[Source data start]

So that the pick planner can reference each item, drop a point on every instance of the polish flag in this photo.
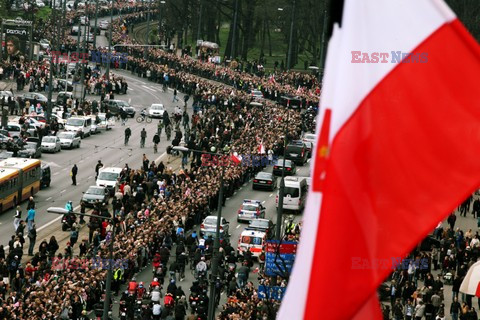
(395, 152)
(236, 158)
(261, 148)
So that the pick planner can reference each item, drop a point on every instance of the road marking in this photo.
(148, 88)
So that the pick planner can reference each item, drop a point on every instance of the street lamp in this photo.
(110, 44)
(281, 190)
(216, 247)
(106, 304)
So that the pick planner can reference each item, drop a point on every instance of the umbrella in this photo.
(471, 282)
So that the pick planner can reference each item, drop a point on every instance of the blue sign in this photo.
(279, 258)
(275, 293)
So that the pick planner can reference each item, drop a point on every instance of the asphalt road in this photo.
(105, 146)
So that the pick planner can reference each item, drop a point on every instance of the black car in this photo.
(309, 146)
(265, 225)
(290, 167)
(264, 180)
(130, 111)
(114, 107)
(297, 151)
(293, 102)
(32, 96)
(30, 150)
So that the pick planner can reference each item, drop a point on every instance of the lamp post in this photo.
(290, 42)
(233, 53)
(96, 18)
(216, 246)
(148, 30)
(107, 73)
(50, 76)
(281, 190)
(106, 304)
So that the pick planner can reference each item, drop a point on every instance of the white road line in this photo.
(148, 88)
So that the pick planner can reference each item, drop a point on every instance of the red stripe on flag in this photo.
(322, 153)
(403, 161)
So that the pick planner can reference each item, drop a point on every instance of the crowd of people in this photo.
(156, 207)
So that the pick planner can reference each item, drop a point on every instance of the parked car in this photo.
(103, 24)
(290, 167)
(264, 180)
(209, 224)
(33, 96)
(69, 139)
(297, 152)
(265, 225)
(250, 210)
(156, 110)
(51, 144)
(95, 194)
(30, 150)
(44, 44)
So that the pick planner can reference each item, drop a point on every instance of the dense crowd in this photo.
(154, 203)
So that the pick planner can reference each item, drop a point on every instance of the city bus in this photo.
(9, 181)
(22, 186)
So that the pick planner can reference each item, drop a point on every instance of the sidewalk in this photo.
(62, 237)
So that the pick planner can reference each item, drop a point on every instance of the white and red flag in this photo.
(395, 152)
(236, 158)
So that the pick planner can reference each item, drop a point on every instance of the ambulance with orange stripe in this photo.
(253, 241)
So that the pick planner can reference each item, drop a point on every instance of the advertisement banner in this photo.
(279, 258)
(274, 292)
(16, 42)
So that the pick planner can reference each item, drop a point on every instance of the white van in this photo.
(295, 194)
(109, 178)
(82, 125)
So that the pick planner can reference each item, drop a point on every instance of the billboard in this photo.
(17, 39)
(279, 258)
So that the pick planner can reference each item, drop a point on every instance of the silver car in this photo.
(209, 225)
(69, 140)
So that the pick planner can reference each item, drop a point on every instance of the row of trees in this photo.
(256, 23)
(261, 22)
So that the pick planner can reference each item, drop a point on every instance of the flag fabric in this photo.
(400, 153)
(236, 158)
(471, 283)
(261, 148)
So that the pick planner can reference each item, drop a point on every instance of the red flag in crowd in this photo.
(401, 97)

[Source data end]

▶ Exercise
Output an exact copy of the material, with the pictures removed.

▶ Solution
So that the pick planner can reference each item, drop a point on every instance of the polish flag in this photo.
(395, 152)
(236, 158)
(261, 148)
So that the pick planner can reference each item, drop a point on every instance of the road marking in this photo.
(148, 88)
So that the pick planner can reference each item, drop a point on every instance of the street lamp in this photo.
(110, 44)
(281, 190)
(216, 247)
(106, 304)
So that the pick planner can reference each item, drop a point on every instance of the umbrella in this photo.
(471, 282)
So that the pick planner can reference each item, drop a point on every instance of the blue sign in this photo.
(279, 258)
(275, 293)
So that the pick planner can reference each item, drop a point on every instance of the asphalt road in this photo.
(105, 146)
So that the pick planner can reference each item, drop a point on every instance of the black car in this photo.
(309, 146)
(265, 225)
(290, 167)
(264, 180)
(130, 111)
(114, 107)
(297, 151)
(293, 102)
(32, 96)
(30, 150)
So that the pick planner can reference each item, drop a point on every instance of the lamp post in this photo.
(290, 42)
(233, 53)
(96, 18)
(216, 246)
(148, 30)
(107, 73)
(50, 76)
(281, 190)
(106, 304)
So that the pick planner can reference each item, drop a point on every instance of the white road line in this photo.
(148, 88)
So that the pick planner can reference each item, drop a point on every instance of the red stripe on flag in this photo.
(322, 153)
(403, 161)
So that the pick planner can reference each item, drop a point on every instance of the crowd of people in this photo.
(156, 207)
So that the pick planner can reference each item, drop a point on every instance of the parked car in this photo.
(103, 24)
(290, 167)
(264, 180)
(209, 224)
(33, 96)
(69, 139)
(297, 152)
(265, 225)
(250, 210)
(156, 110)
(51, 144)
(95, 194)
(30, 150)
(44, 44)
So that the pick planner can reference each item, drop a point on every instance of the dense crowd in this photo.
(154, 203)
So that the pick planner can reference each item, drop a point on every instance of the city bus in this photo.
(9, 181)
(22, 186)
So that the pick planner can reference each item, drop a point on every instance of the sidewalk in this photo.
(62, 237)
So that the pick planner can reference each item, drop a point on every instance of the white and red flag in this photo.
(395, 152)
(236, 158)
So that the pick planner can reference each item, drop a point on every instance of the ambulance with orange stripe in this photo.
(253, 241)
So that the pick planner can reference each item, drop a point on every instance of the advertisement banner in this photo.
(279, 258)
(274, 292)
(16, 42)
So that the pick planner can reference each item, drop a point on every instance of the white van in this photo.
(295, 194)
(109, 178)
(82, 125)
So that the pick planner can reference each item, drop a point on every instance of the billboard in this photo.
(17, 39)
(279, 258)
So that the pick planner can reference each item, drop a point on every instance of the silver car in this photo.
(209, 225)
(69, 140)
So that the pick planner can reference each item, drop a point on every instance of the row of trees in this photo.
(256, 23)
(261, 22)
So that the pick planner can reference each item, drop a point on every instance of the flag fabric in this photo.
(400, 153)
(236, 158)
(471, 283)
(261, 148)
So that the pick planner can reference each item, drop a point on every instance of the red flag in crowd in this photo.
(401, 97)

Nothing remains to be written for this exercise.